- TRY IT
Stop after the line containing "positive clicks: (189, 83)": print each line exactly from the first line of the listing up to that point.

··· RECORDS

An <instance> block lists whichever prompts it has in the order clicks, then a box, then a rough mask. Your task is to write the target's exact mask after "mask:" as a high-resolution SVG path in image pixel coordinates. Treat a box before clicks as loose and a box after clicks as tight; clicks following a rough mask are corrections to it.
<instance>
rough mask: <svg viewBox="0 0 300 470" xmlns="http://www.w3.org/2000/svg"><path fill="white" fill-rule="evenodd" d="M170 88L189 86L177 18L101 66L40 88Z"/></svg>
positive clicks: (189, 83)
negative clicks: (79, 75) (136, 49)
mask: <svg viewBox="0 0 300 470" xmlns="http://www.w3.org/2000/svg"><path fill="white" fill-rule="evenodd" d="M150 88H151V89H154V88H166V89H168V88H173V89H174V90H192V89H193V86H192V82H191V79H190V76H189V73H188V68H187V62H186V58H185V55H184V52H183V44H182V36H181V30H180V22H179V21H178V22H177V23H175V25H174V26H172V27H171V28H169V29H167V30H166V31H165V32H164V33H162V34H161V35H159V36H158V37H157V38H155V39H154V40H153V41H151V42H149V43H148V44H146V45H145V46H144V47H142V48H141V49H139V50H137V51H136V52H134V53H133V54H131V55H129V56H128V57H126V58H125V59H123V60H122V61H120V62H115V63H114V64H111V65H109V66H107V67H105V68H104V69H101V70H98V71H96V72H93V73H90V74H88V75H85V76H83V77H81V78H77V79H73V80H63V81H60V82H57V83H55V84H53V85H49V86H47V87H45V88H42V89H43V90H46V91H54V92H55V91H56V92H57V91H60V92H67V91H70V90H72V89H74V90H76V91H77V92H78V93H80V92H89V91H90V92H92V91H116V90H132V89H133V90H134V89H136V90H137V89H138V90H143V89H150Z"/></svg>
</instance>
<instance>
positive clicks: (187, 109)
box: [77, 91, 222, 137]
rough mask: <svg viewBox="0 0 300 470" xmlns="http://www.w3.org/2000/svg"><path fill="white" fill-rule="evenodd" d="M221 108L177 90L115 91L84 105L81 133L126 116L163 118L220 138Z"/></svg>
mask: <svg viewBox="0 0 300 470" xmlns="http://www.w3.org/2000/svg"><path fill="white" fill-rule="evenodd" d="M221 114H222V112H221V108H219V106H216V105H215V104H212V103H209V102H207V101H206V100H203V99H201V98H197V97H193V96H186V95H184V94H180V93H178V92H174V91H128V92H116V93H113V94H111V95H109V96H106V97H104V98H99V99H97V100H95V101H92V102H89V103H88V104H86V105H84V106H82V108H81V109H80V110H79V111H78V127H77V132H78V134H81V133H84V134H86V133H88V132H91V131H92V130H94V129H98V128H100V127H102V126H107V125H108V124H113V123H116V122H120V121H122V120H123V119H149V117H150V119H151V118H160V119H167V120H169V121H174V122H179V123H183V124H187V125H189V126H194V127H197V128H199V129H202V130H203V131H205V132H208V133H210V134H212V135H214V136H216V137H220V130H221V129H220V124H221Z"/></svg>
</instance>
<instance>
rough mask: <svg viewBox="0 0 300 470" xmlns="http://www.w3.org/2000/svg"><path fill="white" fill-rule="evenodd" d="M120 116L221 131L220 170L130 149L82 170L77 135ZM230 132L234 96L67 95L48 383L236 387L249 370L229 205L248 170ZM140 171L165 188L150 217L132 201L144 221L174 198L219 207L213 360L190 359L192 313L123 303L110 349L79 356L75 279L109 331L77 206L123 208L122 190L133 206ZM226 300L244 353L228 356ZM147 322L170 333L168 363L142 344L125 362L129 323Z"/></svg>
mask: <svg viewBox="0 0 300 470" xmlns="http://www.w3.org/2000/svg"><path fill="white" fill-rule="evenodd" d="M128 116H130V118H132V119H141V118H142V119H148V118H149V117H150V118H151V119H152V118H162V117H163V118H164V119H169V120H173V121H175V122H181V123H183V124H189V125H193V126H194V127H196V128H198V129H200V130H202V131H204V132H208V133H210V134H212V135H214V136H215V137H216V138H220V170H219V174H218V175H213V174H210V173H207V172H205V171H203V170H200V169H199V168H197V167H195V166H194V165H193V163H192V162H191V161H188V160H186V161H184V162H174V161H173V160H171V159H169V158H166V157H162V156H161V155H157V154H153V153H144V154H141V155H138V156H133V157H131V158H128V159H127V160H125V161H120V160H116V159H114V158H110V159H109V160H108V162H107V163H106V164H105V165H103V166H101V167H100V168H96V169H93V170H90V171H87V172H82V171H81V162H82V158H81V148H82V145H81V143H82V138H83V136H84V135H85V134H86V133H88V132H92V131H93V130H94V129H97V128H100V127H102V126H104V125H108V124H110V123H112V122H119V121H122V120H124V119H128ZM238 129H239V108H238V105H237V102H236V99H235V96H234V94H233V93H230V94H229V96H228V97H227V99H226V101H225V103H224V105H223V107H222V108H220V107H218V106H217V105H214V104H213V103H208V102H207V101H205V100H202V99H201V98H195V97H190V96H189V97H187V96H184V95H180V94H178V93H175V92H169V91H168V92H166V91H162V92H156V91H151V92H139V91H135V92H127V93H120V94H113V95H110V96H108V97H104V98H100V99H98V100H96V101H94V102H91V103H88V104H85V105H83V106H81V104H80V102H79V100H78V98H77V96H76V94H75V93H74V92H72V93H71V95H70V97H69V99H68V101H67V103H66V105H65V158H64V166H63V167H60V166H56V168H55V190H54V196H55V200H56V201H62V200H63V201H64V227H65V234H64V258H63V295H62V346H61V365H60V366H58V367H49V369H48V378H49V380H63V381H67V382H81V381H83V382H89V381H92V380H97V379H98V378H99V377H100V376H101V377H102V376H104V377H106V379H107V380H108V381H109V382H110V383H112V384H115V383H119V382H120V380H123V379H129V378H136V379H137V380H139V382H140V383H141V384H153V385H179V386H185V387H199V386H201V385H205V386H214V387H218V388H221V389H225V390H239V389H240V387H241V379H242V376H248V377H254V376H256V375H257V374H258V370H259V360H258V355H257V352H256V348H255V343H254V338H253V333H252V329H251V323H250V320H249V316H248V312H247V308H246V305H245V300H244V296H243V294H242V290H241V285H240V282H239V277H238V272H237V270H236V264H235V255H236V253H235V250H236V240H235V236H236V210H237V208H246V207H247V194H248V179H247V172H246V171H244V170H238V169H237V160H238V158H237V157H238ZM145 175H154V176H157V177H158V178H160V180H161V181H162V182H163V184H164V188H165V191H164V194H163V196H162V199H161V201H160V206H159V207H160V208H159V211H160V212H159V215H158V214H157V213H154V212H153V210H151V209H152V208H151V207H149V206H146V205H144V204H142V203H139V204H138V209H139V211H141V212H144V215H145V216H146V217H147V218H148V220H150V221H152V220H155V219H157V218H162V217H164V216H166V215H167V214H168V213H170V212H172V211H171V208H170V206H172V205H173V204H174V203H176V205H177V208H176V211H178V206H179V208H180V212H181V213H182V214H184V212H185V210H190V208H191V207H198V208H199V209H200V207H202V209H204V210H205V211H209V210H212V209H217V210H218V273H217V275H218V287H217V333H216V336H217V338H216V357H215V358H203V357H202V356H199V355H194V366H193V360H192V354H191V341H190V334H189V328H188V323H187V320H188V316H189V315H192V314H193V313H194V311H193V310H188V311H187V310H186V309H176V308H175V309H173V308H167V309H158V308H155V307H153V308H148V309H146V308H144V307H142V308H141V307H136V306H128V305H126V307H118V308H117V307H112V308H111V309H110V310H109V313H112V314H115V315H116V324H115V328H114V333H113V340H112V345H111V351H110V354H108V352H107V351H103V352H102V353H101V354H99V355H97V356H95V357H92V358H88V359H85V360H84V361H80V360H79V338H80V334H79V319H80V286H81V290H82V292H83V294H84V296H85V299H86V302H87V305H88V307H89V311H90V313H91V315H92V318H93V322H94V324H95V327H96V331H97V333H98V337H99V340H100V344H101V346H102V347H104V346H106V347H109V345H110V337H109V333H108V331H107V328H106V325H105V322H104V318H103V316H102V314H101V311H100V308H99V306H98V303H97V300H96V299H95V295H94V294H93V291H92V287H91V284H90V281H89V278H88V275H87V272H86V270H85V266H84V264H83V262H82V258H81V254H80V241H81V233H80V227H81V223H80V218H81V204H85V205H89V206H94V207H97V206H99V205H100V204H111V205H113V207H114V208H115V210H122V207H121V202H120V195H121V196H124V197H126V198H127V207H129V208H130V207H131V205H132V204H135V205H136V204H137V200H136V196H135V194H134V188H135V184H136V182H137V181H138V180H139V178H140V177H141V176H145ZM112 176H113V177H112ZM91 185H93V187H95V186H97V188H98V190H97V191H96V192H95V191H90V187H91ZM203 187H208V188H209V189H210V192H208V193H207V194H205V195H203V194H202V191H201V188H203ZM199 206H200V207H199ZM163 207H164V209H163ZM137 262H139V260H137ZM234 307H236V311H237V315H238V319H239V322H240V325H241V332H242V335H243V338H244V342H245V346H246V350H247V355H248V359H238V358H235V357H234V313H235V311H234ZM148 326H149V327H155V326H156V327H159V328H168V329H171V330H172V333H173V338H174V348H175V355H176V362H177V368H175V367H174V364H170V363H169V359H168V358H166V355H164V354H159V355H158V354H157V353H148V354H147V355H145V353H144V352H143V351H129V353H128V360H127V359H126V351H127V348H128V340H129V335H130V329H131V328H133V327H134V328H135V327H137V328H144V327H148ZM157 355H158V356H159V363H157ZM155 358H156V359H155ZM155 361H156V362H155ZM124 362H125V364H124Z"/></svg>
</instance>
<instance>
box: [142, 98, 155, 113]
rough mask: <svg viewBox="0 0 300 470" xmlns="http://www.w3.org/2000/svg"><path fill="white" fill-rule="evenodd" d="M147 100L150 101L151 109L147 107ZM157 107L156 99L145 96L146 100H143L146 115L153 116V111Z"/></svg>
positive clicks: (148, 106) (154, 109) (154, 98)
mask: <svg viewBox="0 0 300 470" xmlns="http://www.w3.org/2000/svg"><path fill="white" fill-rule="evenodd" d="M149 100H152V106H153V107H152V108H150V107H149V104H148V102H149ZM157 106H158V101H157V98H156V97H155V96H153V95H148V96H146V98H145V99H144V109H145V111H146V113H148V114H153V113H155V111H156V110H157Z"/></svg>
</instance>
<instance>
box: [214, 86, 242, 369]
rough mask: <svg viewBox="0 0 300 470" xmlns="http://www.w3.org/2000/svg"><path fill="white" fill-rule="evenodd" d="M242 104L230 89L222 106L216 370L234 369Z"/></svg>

······

- WRITTEN SOLUTION
An <instance> block lists whichever prompts it has in the order clicks, then a box, then a rough mask. Your task is to write the target's exact mask after "mask:" as a high-resolution SVG path in image pixel coordinates. Treat a box before clicks as loose and a box after clicks as tight; clicks following a rough mask are corrections to it.
<instance>
rough mask: <svg viewBox="0 0 300 470" xmlns="http://www.w3.org/2000/svg"><path fill="white" fill-rule="evenodd" d="M170 88L189 86L177 18L101 66L40 88Z"/></svg>
positive clicks: (189, 83)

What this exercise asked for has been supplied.